_What the task asks_
Only the count is expected: the number of lines below that contain "phrase".

┄┄┄┄┄┄┄┄┄┄┄┄┄┄┄┄┄┄┄┄

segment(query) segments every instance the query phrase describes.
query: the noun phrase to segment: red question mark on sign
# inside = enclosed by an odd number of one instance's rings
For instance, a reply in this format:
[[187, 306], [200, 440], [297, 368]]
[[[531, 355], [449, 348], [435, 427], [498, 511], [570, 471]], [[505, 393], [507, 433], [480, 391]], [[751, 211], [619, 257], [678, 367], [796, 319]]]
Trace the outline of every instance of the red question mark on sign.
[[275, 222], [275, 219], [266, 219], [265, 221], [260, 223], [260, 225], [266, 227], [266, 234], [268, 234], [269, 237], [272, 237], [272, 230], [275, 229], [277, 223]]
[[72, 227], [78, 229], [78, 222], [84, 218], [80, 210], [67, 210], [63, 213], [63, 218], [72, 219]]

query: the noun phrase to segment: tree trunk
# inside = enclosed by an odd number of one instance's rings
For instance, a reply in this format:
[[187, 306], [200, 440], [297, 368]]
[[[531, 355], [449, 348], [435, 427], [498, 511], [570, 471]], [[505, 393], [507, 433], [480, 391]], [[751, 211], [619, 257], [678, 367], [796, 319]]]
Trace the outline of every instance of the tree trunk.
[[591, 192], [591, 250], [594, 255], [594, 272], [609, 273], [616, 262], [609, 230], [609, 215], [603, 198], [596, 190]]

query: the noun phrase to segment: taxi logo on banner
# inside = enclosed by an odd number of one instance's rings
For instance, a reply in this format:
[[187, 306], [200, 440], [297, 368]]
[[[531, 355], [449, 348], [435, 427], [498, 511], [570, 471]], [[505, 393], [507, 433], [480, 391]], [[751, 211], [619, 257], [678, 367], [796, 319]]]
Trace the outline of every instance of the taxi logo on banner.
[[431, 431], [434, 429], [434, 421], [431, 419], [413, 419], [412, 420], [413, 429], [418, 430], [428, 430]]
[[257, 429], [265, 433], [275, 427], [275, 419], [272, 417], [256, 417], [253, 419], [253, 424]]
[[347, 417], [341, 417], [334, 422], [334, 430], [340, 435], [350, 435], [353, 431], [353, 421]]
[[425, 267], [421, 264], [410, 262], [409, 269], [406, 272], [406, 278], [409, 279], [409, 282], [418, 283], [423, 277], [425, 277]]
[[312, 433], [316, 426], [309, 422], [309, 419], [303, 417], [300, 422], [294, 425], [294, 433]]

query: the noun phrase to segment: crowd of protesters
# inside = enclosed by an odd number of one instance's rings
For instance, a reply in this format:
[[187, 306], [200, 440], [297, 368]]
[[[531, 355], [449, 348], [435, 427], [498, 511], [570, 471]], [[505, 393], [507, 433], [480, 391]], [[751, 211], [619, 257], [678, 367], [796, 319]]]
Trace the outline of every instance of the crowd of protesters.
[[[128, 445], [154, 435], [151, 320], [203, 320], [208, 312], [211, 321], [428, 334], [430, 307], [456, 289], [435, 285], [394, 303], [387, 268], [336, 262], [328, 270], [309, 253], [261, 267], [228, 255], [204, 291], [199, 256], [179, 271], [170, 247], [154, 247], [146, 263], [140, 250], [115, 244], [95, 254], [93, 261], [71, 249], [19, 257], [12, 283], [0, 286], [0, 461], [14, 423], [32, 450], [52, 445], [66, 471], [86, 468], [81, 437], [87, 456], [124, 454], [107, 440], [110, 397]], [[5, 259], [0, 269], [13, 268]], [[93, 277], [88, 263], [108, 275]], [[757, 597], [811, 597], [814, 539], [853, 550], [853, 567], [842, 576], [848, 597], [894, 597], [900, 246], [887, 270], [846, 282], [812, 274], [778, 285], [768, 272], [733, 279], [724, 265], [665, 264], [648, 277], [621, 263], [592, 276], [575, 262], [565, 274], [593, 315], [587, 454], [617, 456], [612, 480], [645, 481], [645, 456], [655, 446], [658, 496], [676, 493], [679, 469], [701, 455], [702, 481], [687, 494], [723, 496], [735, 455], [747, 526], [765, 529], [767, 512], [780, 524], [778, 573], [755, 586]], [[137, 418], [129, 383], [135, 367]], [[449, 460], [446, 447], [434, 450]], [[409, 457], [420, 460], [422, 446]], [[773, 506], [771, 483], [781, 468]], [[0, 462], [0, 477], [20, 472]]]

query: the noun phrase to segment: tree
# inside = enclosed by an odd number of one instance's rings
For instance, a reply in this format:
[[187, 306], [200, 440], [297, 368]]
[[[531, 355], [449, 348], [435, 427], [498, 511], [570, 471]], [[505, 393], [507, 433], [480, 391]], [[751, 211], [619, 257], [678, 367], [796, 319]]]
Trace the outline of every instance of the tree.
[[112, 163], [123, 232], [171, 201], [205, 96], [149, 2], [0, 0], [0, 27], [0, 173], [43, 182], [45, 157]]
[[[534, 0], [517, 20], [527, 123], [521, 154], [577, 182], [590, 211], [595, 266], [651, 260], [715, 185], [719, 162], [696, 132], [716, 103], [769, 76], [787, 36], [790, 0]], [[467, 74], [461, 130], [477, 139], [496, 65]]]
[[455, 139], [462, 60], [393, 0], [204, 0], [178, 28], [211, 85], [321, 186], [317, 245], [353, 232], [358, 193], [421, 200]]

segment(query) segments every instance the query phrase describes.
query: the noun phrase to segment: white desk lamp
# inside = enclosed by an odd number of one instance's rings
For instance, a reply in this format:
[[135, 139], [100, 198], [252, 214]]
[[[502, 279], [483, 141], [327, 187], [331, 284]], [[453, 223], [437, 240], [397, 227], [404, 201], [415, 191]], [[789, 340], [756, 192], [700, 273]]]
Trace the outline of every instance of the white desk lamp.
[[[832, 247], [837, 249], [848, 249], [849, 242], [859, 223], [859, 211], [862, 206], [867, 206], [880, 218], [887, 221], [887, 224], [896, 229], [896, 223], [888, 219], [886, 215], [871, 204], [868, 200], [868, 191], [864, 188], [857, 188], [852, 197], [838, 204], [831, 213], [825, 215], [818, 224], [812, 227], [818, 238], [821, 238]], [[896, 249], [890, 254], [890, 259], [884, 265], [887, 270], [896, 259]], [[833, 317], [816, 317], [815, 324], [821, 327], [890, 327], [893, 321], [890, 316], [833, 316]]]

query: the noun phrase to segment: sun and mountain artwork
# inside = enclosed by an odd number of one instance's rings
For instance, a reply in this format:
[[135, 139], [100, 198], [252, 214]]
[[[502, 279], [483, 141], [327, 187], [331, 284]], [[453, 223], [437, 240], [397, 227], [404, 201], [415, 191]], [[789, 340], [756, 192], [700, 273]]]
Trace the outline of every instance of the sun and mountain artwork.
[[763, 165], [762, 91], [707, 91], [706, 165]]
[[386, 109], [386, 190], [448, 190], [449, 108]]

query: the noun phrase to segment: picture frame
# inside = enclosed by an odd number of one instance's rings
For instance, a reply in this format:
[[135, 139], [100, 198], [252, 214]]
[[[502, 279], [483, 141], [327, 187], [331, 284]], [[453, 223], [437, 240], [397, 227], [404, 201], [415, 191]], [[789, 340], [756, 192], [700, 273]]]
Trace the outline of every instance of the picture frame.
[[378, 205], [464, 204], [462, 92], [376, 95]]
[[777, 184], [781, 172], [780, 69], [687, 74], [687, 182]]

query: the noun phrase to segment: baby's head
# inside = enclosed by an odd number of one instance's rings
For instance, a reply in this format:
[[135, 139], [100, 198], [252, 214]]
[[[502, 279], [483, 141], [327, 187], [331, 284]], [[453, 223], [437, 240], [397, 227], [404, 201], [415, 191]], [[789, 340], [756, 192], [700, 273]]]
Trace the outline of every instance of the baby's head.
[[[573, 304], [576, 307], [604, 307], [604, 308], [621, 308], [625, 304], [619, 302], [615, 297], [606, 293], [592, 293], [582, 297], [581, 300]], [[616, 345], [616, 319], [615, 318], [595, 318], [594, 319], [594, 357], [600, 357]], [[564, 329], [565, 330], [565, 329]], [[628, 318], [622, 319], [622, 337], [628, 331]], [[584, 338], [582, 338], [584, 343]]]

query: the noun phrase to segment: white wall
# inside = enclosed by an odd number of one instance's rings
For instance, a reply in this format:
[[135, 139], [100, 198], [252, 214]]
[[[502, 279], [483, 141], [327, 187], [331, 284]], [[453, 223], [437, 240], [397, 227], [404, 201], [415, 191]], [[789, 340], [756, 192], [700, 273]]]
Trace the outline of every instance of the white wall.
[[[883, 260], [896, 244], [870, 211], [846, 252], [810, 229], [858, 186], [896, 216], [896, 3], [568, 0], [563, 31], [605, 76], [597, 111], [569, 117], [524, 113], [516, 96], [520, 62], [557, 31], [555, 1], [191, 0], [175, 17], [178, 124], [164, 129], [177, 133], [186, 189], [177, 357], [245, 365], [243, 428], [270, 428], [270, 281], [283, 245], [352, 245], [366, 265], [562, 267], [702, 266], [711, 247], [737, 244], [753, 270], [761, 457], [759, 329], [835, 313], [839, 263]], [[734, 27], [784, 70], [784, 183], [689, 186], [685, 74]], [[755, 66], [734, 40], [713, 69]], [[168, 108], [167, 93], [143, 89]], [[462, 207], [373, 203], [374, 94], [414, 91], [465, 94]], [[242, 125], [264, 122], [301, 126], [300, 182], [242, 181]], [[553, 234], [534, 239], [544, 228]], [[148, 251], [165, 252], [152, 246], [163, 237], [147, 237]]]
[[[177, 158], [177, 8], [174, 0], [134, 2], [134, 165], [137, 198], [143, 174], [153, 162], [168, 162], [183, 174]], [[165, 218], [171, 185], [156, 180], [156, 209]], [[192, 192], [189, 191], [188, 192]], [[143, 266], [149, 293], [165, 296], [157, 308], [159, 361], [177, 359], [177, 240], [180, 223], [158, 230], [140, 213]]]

┄┄┄┄┄┄┄┄┄┄┄┄┄┄┄┄┄┄┄┄

_Solved exercise_
12